▶ [SOURCE TEXT]

.....

Pleasantly located along the northeast coast of Penang, Fort Cornwallis is one of the most popular attractions in Georgetown.
A Short History of Fort Cornwallis
When the British government took possession of Penang Island from the Sultan of Kedah, Sir Francis Light constructed star-shaped Fort Cornwallis from palm trunks in 1786. The fort was intended to protect Penang Harbor - a strategic port for trading spices from India - from pirates, the French, and even Kedah - an ally and the former owner of Penang!
When Britain failed to rally troops to help defend Kedah from Thailand - part of the agreement of taking ownership of Penang - the Sultan became angry and began enlisting the help of pirates from Sulu Island. Before the Sultan could organize his army and reclaim Penang, the British actually struck first by attacking Kedah Fort in April 1791. Kedah surrendered, however as a consolation, the British government agreed to pay 6,000 Spanish dollars a year to continue their occupation of Penang.

.....

▶ [DATA SECTION]
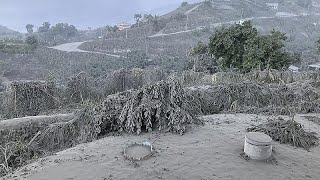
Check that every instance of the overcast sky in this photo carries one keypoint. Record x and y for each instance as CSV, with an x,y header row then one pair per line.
x,y
15,14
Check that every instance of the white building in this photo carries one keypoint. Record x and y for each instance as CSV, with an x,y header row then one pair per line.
x,y
273,5
123,26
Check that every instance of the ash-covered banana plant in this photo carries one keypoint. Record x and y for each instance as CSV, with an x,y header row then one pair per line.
x,y
162,106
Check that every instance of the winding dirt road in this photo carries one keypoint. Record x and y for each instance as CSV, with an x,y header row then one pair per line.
x,y
74,47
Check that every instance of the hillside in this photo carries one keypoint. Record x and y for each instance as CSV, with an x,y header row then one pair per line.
x,y
8,33
181,29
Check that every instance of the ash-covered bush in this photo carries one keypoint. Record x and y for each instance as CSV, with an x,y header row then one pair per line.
x,y
161,106
29,98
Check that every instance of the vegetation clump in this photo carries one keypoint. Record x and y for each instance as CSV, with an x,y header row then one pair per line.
x,y
288,132
161,106
240,46
29,98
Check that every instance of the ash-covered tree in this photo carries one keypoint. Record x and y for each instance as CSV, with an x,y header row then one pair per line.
x,y
201,60
44,28
29,28
240,46
183,4
229,43
208,3
318,46
32,41
266,52
137,17
138,59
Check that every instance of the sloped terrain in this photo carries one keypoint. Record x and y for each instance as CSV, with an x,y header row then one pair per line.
x,y
211,151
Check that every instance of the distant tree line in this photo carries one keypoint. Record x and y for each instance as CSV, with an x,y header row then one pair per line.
x,y
241,47
47,34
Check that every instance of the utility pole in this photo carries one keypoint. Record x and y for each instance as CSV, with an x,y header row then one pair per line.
x,y
187,22
126,33
147,45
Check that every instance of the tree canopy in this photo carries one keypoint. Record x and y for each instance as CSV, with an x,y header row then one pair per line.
x,y
29,28
318,46
240,46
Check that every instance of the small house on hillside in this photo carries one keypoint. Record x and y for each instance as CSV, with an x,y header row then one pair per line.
x,y
273,5
293,68
123,26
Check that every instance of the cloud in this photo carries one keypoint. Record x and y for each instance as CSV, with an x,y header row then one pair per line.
x,y
82,13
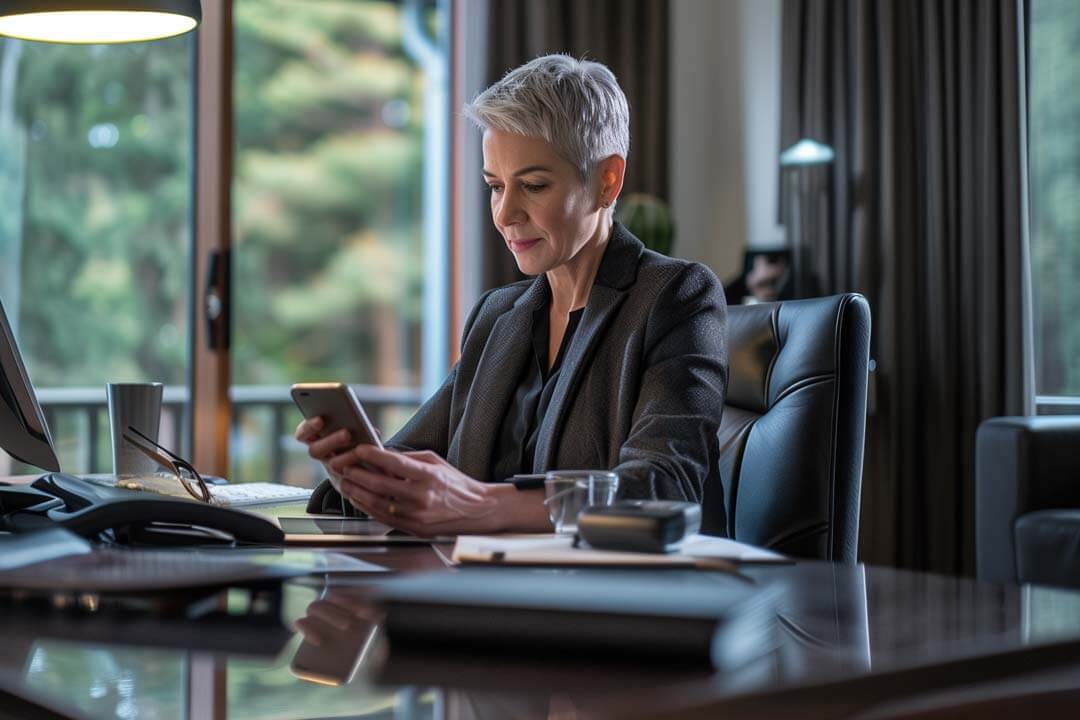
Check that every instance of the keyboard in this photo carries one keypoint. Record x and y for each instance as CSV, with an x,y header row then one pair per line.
x,y
126,571
247,494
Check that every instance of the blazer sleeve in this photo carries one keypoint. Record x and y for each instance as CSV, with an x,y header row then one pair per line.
x,y
429,429
672,447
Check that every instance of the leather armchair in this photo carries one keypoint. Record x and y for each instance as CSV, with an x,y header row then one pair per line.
x,y
1027,500
793,428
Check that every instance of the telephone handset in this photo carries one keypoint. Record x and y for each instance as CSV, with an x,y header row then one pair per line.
x,y
92,510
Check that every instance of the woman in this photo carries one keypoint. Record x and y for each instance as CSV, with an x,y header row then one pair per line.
x,y
612,357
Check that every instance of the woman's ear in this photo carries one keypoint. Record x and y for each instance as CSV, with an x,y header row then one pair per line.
x,y
611,172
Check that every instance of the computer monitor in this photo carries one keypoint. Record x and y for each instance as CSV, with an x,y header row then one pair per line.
x,y
24,433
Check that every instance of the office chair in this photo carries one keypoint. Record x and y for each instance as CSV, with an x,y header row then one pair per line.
x,y
793,426
1027,500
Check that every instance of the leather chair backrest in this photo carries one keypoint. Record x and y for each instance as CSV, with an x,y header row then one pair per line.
x,y
794,424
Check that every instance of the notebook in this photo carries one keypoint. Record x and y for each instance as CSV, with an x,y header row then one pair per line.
x,y
690,620
241,494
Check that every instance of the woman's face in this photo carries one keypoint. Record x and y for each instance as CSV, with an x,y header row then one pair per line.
x,y
539,203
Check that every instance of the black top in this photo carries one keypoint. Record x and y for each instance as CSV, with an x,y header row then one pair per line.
x,y
517,434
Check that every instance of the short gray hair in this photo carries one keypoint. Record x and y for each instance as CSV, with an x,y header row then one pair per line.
x,y
577,106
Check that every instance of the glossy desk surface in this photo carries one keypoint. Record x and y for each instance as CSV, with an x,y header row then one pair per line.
x,y
850,639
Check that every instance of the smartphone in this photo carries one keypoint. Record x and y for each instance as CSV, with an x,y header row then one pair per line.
x,y
336,661
338,406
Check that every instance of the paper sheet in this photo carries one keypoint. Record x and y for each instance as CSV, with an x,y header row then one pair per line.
x,y
697,551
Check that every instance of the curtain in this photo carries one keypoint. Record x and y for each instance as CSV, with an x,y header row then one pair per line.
x,y
628,36
920,212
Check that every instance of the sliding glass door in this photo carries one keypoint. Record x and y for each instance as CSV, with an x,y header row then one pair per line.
x,y
95,229
336,106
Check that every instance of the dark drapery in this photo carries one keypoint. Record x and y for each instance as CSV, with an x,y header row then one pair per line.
x,y
628,36
921,213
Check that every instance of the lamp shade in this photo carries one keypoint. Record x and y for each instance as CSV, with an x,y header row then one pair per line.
x,y
93,22
807,152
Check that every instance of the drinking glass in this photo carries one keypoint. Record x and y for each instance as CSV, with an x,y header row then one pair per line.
x,y
568,491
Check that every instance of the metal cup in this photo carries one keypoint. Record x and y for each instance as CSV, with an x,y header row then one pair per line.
x,y
138,405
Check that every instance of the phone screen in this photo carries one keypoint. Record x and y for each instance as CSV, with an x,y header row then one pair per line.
x,y
340,651
321,526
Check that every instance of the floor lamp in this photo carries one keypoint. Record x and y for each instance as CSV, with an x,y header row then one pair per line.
x,y
795,162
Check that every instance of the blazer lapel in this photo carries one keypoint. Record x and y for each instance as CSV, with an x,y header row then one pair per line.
x,y
603,302
500,366
617,272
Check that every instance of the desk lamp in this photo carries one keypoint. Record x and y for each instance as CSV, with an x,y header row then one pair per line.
x,y
796,160
93,22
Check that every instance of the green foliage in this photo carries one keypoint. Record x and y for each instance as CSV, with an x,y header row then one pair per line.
x,y
104,233
94,241
649,218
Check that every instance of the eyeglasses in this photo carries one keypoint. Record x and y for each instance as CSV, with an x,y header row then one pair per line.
x,y
184,471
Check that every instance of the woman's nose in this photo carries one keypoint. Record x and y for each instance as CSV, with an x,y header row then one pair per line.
x,y
509,208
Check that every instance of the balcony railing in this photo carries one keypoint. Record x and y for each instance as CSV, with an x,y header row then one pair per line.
x,y
262,422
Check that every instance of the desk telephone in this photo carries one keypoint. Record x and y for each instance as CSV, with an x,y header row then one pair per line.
x,y
126,516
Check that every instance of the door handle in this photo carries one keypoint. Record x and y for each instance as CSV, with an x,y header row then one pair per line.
x,y
217,300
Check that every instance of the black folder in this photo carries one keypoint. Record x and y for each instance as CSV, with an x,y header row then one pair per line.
x,y
691,620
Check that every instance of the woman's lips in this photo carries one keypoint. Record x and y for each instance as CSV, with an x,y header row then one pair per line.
x,y
522,245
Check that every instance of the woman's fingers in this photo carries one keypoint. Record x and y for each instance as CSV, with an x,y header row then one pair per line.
x,y
308,430
427,457
393,463
326,447
312,630
386,487
331,614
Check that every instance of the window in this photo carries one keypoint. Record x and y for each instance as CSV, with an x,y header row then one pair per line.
x,y
95,232
1054,177
332,260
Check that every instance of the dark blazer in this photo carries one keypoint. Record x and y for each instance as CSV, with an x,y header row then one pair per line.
x,y
640,391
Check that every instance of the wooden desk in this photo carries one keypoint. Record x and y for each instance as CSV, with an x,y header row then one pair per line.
x,y
852,639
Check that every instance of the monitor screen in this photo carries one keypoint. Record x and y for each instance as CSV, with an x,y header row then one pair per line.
x,y
24,433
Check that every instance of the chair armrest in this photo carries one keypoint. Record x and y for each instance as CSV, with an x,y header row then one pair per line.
x,y
1022,464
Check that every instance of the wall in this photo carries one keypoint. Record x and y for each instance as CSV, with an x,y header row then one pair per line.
x,y
725,126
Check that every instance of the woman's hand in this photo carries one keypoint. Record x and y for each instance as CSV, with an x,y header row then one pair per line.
x,y
419,492
324,448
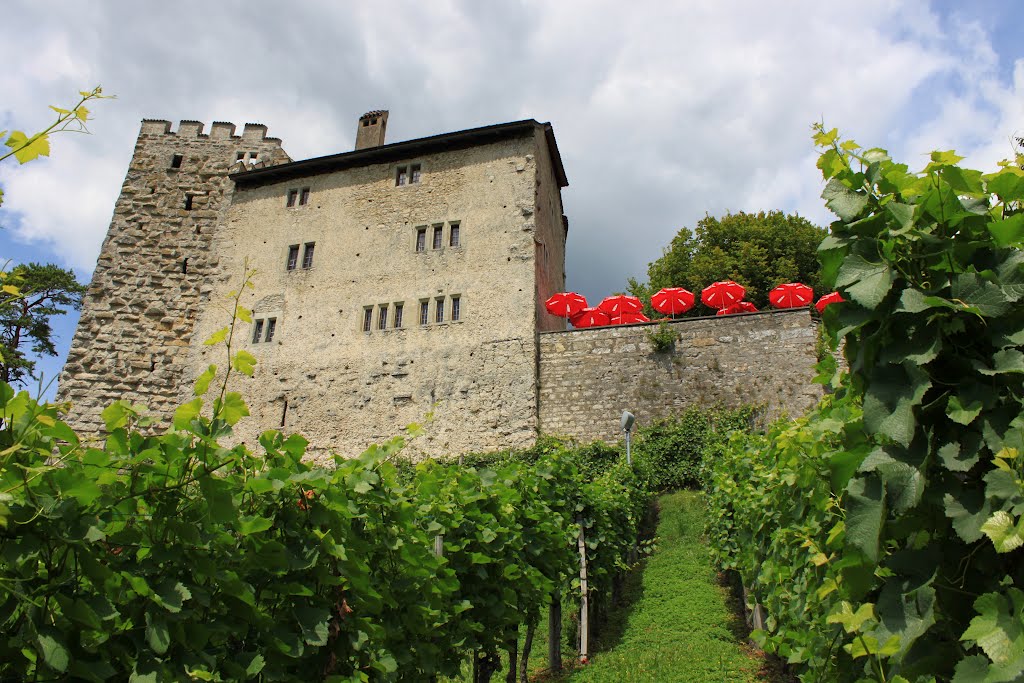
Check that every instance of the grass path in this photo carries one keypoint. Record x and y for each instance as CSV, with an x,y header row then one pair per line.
x,y
680,626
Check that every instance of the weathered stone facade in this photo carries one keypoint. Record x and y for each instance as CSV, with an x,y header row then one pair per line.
x,y
589,377
137,317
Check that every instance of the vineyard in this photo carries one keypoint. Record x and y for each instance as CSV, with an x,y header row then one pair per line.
x,y
880,538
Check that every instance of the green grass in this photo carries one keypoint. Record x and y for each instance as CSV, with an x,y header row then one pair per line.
x,y
681,625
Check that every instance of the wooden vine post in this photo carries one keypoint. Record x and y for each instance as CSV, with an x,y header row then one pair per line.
x,y
584,600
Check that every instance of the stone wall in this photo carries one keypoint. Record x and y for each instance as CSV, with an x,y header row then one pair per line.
x,y
589,377
138,314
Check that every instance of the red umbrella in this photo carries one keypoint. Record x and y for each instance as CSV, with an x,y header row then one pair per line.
x,y
792,295
827,299
565,304
590,317
722,294
673,300
621,303
628,318
738,307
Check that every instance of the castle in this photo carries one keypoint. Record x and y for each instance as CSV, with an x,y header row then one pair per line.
x,y
392,282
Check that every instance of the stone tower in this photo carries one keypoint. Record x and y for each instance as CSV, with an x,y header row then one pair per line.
x,y
139,311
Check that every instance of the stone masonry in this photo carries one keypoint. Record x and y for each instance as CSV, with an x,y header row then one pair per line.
x,y
589,377
137,317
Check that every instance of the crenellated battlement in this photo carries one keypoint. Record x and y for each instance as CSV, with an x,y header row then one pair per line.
x,y
219,130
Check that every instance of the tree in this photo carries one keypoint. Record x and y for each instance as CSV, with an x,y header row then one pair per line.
x,y
759,251
25,321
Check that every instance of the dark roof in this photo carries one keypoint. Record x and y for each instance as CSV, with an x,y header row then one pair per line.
x,y
400,151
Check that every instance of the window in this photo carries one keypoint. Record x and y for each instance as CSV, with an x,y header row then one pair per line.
x,y
408,175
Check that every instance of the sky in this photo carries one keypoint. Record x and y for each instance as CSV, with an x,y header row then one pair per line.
x,y
664,111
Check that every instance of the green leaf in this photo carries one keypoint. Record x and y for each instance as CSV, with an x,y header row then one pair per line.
x,y
203,383
864,282
186,413
51,646
844,202
1009,231
245,363
28,148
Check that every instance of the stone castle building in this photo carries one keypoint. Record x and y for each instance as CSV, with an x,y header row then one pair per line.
x,y
393,282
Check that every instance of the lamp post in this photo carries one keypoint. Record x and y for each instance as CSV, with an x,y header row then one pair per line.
x,y
627,423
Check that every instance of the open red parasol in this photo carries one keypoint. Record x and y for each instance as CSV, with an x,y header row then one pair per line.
x,y
629,318
621,303
722,294
791,295
565,304
590,317
835,297
672,300
738,307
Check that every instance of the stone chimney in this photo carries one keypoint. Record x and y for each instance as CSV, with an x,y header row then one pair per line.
x,y
371,130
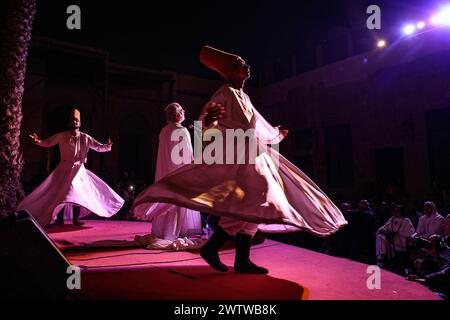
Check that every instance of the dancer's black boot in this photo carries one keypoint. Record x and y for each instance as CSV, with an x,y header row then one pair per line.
x,y
210,251
76,217
242,263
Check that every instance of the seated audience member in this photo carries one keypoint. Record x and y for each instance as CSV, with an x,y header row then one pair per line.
x,y
430,223
392,237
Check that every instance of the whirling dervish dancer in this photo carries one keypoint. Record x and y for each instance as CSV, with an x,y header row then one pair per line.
x,y
71,183
170,222
267,191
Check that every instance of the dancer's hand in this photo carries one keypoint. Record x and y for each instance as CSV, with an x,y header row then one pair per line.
x,y
215,112
35,138
283,132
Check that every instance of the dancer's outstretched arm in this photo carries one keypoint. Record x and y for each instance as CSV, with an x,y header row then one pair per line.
x,y
46,143
99,147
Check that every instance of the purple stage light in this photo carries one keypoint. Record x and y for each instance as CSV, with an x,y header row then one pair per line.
x,y
409,29
421,25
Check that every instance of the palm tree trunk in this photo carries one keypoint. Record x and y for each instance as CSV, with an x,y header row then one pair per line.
x,y
13,57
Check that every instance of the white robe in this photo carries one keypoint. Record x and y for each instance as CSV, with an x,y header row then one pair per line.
x,y
170,222
429,226
71,183
403,228
284,199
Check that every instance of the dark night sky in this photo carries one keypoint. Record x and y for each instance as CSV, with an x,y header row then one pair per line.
x,y
168,35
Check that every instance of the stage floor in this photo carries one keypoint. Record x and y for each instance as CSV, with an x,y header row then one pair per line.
x,y
295,273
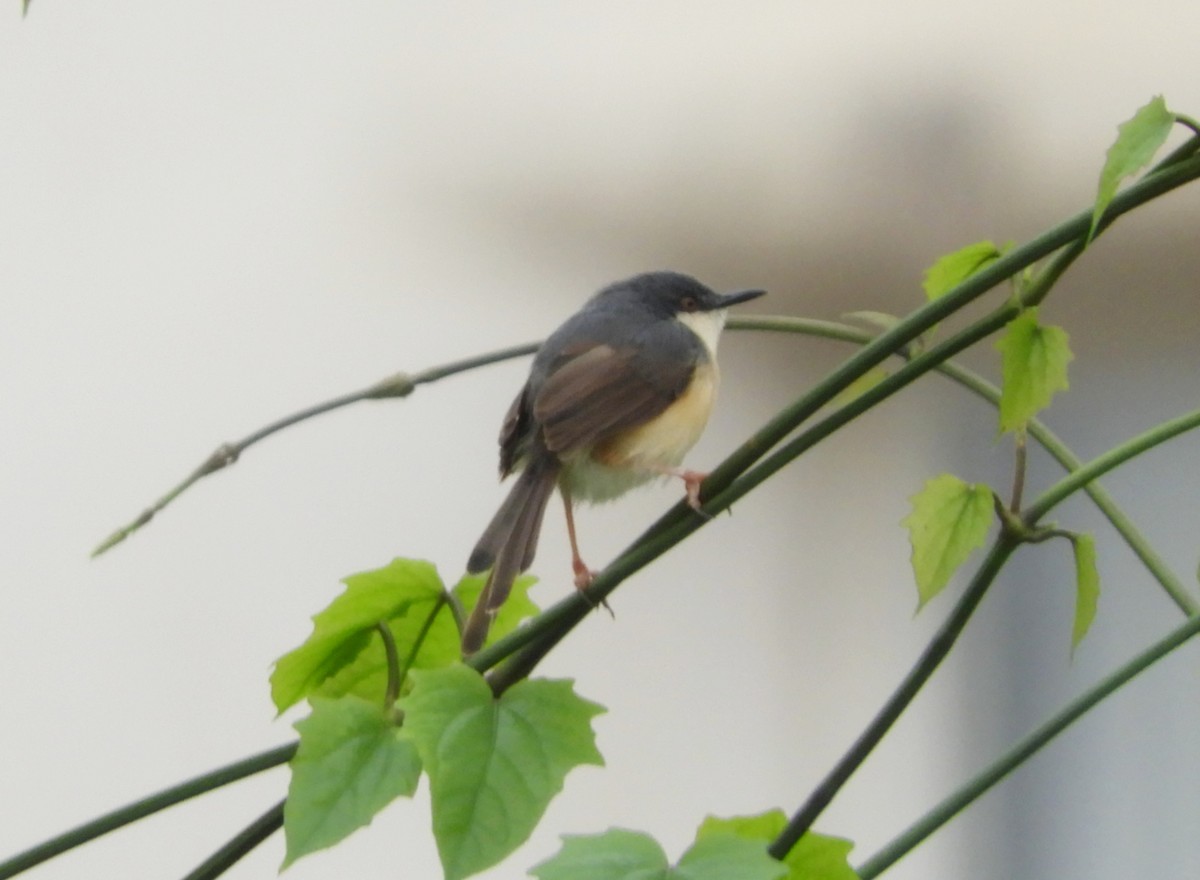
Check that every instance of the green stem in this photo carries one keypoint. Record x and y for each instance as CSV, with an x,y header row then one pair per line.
x,y
397,385
930,658
145,807
443,598
240,844
1024,749
1072,232
1109,460
393,659
1099,496
1020,459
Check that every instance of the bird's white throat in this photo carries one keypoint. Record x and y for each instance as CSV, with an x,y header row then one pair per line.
x,y
707,325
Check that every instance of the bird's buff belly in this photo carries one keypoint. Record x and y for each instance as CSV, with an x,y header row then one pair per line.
x,y
646,453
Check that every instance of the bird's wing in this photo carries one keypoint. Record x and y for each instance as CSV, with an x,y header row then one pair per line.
x,y
598,390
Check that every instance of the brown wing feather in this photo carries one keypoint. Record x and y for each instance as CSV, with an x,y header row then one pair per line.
x,y
600,391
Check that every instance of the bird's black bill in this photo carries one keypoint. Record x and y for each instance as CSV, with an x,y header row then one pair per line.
x,y
732,299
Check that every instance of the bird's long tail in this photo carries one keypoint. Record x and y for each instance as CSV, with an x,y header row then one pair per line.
x,y
509,544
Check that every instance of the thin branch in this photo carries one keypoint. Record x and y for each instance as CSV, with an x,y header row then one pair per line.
x,y
1101,465
1020,454
397,385
243,843
393,658
1023,750
145,807
930,658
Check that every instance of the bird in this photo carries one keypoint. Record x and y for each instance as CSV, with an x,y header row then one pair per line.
x,y
616,397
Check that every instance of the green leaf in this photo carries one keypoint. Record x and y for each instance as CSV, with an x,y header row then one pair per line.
x,y
1138,141
345,629
351,764
1087,587
955,268
439,639
948,520
1033,360
517,608
613,855
630,855
814,857
729,857
493,765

.....

▶ [EXERCISE INSTRUCTIONS]
(1) According to the text about Fort Cornwallis, in what year did Sir Francis Light build the fort?
(2) Set down, word for word, the part of the text about Fort Cornwallis from "Pleasantly located along" up to and including "owner of Penang!".
(3) Decide whether each statement below agrees with the text about Fort Cornwallis, answering yes or no and quoting the deciding words: (a) Fort Cornwallis was first built from palm trunks. (b) Kedah attacked the British before the British attacked Kedah. (c) The British government agreed to pay 6,000 Spanish dollars a year to keep occupying Penang.

▶ [WORKED SOLUTIONS]
(1) 1786

(2)
Pleasantly located along the northeast coast of Penang, Fort Cornwallis is one of the most popular attractions in Georgetown.
A Short History of Fort Cornwallis
When the British government took possession of Penang Island from the Sultan of Kedah, Sir Francis Light constructed star-shaped Fort Cornwallis from palm trunks in 1786. The fort was intended to protect Penang Harbor - a strategic port for trading spices from India - from pirates, the French, and even Kedah - an ally and the former owner of Penang!

(3)
(a) Yes: "Sir Francis Light constructed star-shaped Fort Cornwallis from palm trunks in 1786."
(b) No: "the British actually struck first by attacking Kedah Fort in April 1791."
(c) Yes: "the British government agreed to pay 6,000 Spanish dollars a year to continue their occupation of Penang."